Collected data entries

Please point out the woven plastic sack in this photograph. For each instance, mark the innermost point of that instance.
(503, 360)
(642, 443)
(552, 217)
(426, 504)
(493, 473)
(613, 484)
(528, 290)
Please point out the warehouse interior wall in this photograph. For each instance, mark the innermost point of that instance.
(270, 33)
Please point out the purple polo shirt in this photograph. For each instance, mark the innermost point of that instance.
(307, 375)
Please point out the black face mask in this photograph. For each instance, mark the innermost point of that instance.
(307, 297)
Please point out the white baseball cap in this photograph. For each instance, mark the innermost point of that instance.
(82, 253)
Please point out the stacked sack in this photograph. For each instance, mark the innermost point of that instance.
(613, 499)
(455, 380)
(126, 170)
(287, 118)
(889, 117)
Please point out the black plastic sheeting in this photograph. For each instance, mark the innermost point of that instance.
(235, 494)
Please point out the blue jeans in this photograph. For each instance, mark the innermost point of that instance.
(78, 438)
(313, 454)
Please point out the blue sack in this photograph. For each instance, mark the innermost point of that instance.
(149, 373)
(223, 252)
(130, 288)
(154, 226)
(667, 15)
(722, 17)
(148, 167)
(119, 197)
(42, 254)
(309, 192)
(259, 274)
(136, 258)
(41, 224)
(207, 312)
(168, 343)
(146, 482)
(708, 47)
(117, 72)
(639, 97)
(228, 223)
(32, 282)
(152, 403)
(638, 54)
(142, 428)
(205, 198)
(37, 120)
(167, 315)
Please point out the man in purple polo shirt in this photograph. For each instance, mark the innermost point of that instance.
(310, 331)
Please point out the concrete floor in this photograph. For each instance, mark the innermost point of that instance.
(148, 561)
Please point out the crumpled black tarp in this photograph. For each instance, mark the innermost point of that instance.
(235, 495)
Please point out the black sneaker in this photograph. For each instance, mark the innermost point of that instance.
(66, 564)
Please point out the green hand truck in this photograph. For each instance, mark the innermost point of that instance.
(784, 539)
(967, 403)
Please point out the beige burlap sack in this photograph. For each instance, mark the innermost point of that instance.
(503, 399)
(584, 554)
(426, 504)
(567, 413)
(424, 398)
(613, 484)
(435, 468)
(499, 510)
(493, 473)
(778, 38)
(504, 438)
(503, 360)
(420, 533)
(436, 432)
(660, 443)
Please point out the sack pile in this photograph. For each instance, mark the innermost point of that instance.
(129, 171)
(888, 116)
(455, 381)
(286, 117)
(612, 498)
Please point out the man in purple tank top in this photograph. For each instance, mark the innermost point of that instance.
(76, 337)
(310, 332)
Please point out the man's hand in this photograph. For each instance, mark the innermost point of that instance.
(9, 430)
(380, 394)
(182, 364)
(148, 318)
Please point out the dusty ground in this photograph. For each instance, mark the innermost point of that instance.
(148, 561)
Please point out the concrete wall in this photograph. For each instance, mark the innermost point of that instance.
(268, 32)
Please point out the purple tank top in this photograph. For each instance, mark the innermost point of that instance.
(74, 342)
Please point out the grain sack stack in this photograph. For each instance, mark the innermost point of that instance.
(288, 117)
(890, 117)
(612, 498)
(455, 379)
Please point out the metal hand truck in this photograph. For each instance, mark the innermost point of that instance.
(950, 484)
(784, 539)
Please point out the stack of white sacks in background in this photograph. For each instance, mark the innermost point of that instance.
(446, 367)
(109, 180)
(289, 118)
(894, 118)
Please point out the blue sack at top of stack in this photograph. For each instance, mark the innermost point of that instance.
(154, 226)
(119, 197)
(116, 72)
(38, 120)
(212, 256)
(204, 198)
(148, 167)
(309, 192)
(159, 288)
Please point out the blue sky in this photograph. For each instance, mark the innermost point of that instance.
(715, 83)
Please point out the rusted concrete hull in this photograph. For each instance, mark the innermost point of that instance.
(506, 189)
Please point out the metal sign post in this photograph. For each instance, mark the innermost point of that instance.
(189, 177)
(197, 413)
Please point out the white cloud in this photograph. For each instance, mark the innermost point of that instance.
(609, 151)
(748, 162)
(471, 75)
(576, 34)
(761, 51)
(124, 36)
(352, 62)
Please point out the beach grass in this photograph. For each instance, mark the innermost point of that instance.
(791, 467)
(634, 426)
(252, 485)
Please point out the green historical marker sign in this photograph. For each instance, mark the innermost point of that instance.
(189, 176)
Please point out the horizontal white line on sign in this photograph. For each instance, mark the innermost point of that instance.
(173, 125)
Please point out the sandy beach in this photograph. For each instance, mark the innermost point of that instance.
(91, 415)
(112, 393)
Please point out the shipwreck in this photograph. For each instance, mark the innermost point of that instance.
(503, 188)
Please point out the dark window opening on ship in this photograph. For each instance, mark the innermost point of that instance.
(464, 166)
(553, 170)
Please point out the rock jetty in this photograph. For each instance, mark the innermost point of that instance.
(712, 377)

WHAT THE TASK ASKS:
The entries shown above must be reproduced in full, exactly as written.

WRITTEN RESPONSE:
Please point out the woven plastic sack in this photograph. For each instance, mark the innermost point of that instance.
(503, 360)
(642, 443)
(552, 217)
(426, 504)
(493, 473)
(613, 484)
(528, 290)
Please point out the warehouse interior wall in this photograph. For each instance, mark the innermost point of that instance.
(270, 33)
Please point out the purple polo shirt in this photograph. For each instance, mark the innermost point of that instance.
(307, 375)
Please point out the black face mask in this photograph. For each instance, mark the innermost point of that instance.
(307, 297)
Please point out the white baseball cap in this photograph. For each instance, mark the innermost point of that instance.
(82, 253)
Please point out the stacked sack in this photograph. For each instance, mark the innermost point of that instance.
(613, 499)
(455, 380)
(126, 170)
(287, 118)
(889, 117)
Please point out the black plastic sheeting in this photograph. For each instance, mark the innermost point of that instance.
(235, 494)
Please point out the blue jeans in this photograph. For each instance, mark the innermost point of that instance.
(78, 438)
(313, 454)
Please point out the blue sack in this photograph. For each instance, mark the innermost point of that instance.
(149, 373)
(223, 252)
(130, 288)
(154, 226)
(667, 15)
(722, 17)
(148, 167)
(119, 197)
(42, 254)
(309, 192)
(259, 274)
(136, 258)
(41, 224)
(207, 312)
(168, 343)
(146, 482)
(708, 47)
(117, 72)
(639, 97)
(228, 223)
(32, 282)
(152, 403)
(638, 54)
(142, 428)
(205, 198)
(37, 120)
(167, 315)
Please point out the man in purple polo shirt in this photograph. For each instance, mark the innermost point of that instance.
(310, 331)
Please point out the concrete floor in this photograph. For each instance, mark the innermost point of that instance.
(148, 561)
Please point out the crumpled black tarp in this photograph. For each instance, mark the innermost point of that instance.
(235, 495)
Please point out the black sneaker in this photograph. For each instance, mark the innermost point of that instance.
(66, 564)
Please point out the green hand truck in this photograph. For each instance, mark the innermost point of that instance.
(784, 539)
(967, 403)
Please point out the beige burlap sack in this photograph. For each instance, mark the innermost point of that instance.
(503, 399)
(584, 554)
(426, 504)
(567, 413)
(424, 398)
(613, 484)
(435, 468)
(499, 510)
(493, 473)
(778, 38)
(504, 438)
(503, 360)
(420, 533)
(436, 432)
(660, 443)
Please point out the sack pile in this photograph. For each instance, mark the innermost point of that instance.
(129, 171)
(888, 116)
(455, 381)
(286, 117)
(612, 498)
Please point out the man in purple tank top in this photograph. For each instance, mark the innermost point of that instance.
(76, 337)
(310, 332)
Please point out the man's hand in this photograph. For each instance, mark the innermost point of that instance.
(9, 430)
(380, 394)
(182, 364)
(148, 318)
Please point out the dusty ground in this photograph. For each instance, mark the innermost point of that instance.
(148, 561)
Please point out the concrete wall in this photograph. For each instance, mark the innermost point of that instance.
(268, 32)
Please point out the purple tank top in this photograph. For each instance, mark the innermost point of that instance.
(74, 342)
Please point out the grain sack stack in this photograph. For each instance, mark the innermost point of that instance.
(288, 117)
(890, 117)
(612, 498)
(455, 379)
Please point out the metal hand truck in this photograph. For each instance, mark the innermost point of that instance.
(950, 484)
(784, 539)
Please point out the stack of white sacks in background in this photograph. For each instance, mark the innermost point of that instance.
(446, 367)
(109, 180)
(289, 118)
(894, 118)
Please point out the blue sack at top of stack in this photograph. For each instance, mark the innermost point of that instance.
(154, 226)
(119, 197)
(116, 72)
(38, 120)
(212, 256)
(204, 198)
(148, 167)
(309, 192)
(159, 288)
Please point out the blue sky in this photograph. For each instance, mark the innermost point of that instance.
(715, 83)
Please point out the rusted concrete hull in this photograph. For each instance, mark the innermost point of that instance.
(506, 189)
Please point out the metal sign post in this photograph. For each instance, mark the innermost point of that instance.
(189, 177)
(197, 413)
Please point out the white cloud in this photograph. For each instance, mark the innermost point of that instance.
(609, 151)
(748, 162)
(471, 75)
(576, 34)
(761, 51)
(124, 36)
(352, 62)
Please point out the beach grass in this photograph. For each instance, mark the innermost point of that instance.
(791, 467)
(634, 426)
(252, 485)
Please point out the green historical marker sign in this photograph. For each instance, mark the innermost point of that instance.
(189, 176)
Please point out the horizontal white line on sign in this photograph. For each instance, mark the innermost point of that instance.
(173, 125)
Please point out the sandy beach in this photograph. For each instance, mark the innermost point of that instance.
(91, 415)
(112, 393)
Please point out the shipwreck in this photograph. For each instance, mark the innermost point of that instance.
(503, 188)
Please point out the dark window opening on ship in this photograph. For each instance, mark the innermost point of that instance.
(464, 166)
(553, 170)
Please point out the rock jetty in this photograph. For each instance, mark the innermost point of that instance.
(712, 377)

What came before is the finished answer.